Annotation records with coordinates
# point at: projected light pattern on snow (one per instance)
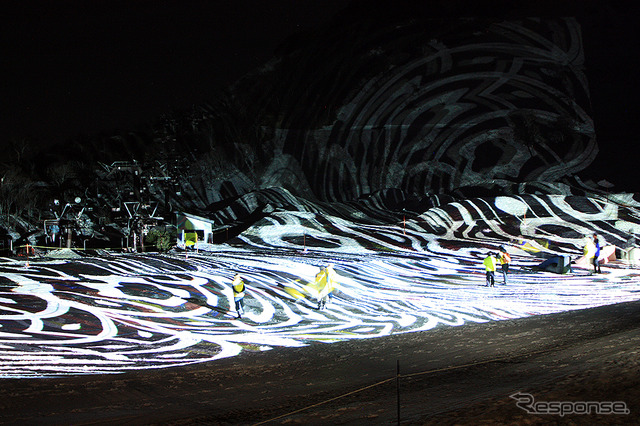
(117, 313)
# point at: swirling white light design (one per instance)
(109, 315)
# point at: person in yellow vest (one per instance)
(505, 259)
(238, 294)
(590, 252)
(325, 283)
(490, 266)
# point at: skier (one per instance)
(596, 260)
(505, 259)
(325, 283)
(490, 265)
(238, 294)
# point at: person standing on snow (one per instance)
(325, 283)
(490, 265)
(505, 259)
(238, 294)
(596, 260)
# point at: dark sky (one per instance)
(71, 67)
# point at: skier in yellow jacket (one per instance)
(238, 294)
(505, 259)
(490, 265)
(325, 283)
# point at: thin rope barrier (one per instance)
(401, 376)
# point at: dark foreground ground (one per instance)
(451, 375)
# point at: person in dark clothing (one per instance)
(596, 262)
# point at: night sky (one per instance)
(73, 67)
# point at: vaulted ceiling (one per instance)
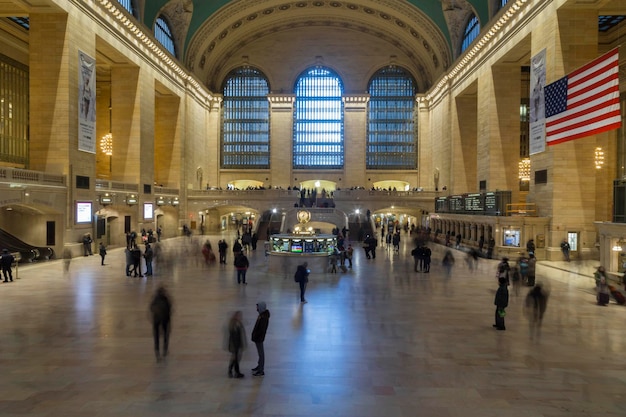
(422, 35)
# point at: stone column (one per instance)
(281, 142)
(355, 140)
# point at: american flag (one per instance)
(585, 102)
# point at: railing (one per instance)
(31, 177)
(521, 209)
(104, 185)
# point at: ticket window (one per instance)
(511, 237)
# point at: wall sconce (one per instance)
(132, 200)
(599, 157)
(106, 199)
(524, 169)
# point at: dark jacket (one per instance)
(161, 307)
(241, 262)
(260, 327)
(301, 274)
(502, 296)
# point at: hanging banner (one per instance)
(537, 103)
(86, 103)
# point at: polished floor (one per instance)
(380, 340)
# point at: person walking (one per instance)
(161, 310)
(534, 308)
(236, 344)
(87, 244)
(565, 248)
(241, 265)
(501, 302)
(258, 336)
(6, 261)
(103, 252)
(222, 246)
(148, 255)
(302, 278)
(136, 256)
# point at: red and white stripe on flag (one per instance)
(585, 102)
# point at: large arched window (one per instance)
(318, 120)
(163, 34)
(245, 120)
(471, 32)
(128, 5)
(391, 127)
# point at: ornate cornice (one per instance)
(398, 23)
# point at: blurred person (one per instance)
(222, 246)
(448, 263)
(302, 278)
(258, 336)
(148, 255)
(6, 261)
(534, 309)
(161, 310)
(103, 252)
(501, 302)
(236, 344)
(241, 265)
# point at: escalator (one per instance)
(27, 252)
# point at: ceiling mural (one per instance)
(208, 34)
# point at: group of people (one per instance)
(133, 260)
(235, 339)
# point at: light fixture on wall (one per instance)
(106, 142)
(599, 157)
(524, 169)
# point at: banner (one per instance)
(585, 102)
(537, 127)
(86, 103)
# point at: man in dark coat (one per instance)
(258, 337)
(161, 311)
(501, 302)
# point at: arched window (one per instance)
(128, 5)
(246, 120)
(163, 34)
(471, 32)
(318, 120)
(391, 127)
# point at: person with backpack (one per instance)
(241, 265)
(503, 270)
(302, 278)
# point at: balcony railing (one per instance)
(24, 176)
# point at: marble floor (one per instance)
(380, 340)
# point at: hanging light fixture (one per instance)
(599, 157)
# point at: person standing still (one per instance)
(501, 302)
(6, 261)
(258, 336)
(103, 252)
(161, 310)
(302, 278)
(236, 344)
(241, 264)
(148, 255)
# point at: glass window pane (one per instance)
(391, 127)
(318, 120)
(163, 34)
(245, 120)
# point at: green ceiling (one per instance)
(203, 9)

Brief: Copy every item above word for word, and leave the pictures out.

Output of the task:
# point at: projected light pattern on snow (one per instance)
(117, 313)
# point at: swirling white light design (one per instance)
(109, 315)
# point at: person in yellow vest (one per instance)
(505, 259)
(238, 294)
(590, 252)
(325, 283)
(490, 266)
# point at: skier (one per instance)
(596, 260)
(505, 259)
(325, 283)
(490, 265)
(238, 294)
# point at: person standing on snow (one per instance)
(325, 283)
(490, 265)
(505, 259)
(238, 294)
(596, 260)
# point at: dark sky (one per instance)
(71, 67)
# point at: skier in yellow jacket (one per instance)
(238, 294)
(505, 259)
(490, 265)
(325, 283)
# point at: thin rope barrier (one per instance)
(401, 376)
# point at: dark foreground ground (one per instance)
(451, 375)
# point at: person in dark clothing (one per instance)
(596, 262)
# point at: night sky (one per instance)
(73, 67)
# point at: vaulted ceiling (one per instance)
(422, 35)
# point at: stone column (one per instance)
(281, 142)
(355, 140)
# point at: american flag (one per instance)
(585, 102)
# point at: railing (one per instance)
(31, 177)
(521, 209)
(104, 185)
# point at: ticket window (one per instance)
(511, 237)
# point at: wall sconce (one per instance)
(132, 200)
(599, 157)
(106, 199)
(524, 169)
# point at: dark jacket (one per instance)
(161, 307)
(241, 262)
(260, 327)
(301, 274)
(502, 296)
# point at: hanging banner (one per instance)
(537, 103)
(86, 103)
# point at: polished floor (one per instance)
(380, 340)
# point at: person walking (one per instance)
(161, 310)
(534, 308)
(236, 344)
(87, 244)
(565, 248)
(241, 265)
(501, 302)
(258, 336)
(6, 261)
(103, 252)
(222, 246)
(148, 255)
(302, 278)
(136, 256)
# point at: red and white stripe on flag (one per instance)
(585, 102)
# point at: large arched window (one per instance)
(318, 120)
(163, 34)
(245, 120)
(471, 32)
(128, 5)
(391, 127)
# point at: ornate cornice (one per instance)
(398, 23)
# point at: blurred person (one per instance)
(222, 246)
(448, 263)
(302, 278)
(258, 336)
(148, 255)
(6, 261)
(534, 309)
(161, 310)
(103, 252)
(501, 302)
(236, 344)
(241, 265)
# point at: escalator (one per instance)
(27, 252)
# point at: ceiling mural (one per instance)
(208, 34)
# point at: group of people (one per instance)
(133, 260)
(235, 339)
# point at: light fixture on wall (one per instance)
(106, 142)
(599, 157)
(524, 169)
# point at: banner (one per instance)
(585, 102)
(537, 127)
(86, 103)
# point at: man in dark coat (one per instance)
(258, 337)
(161, 311)
(501, 302)
# point at: arched window (one per instance)
(128, 5)
(246, 120)
(163, 34)
(471, 32)
(318, 120)
(391, 127)
# point at: person with backpack (one per instance)
(241, 265)
(503, 270)
(302, 278)
# point at: balcony railing (one per instance)
(24, 176)
# point at: marble floor (one per instance)
(380, 340)
# point at: hanging light fixture (one per instance)
(599, 157)
# point at: person standing still (one per instance)
(501, 302)
(6, 261)
(258, 336)
(103, 252)
(161, 310)
(302, 278)
(236, 344)
(241, 264)
(148, 255)
# point at: glass window pane (one per instance)
(391, 127)
(318, 120)
(163, 34)
(245, 120)
# point at: green ceiling (one per instance)
(203, 9)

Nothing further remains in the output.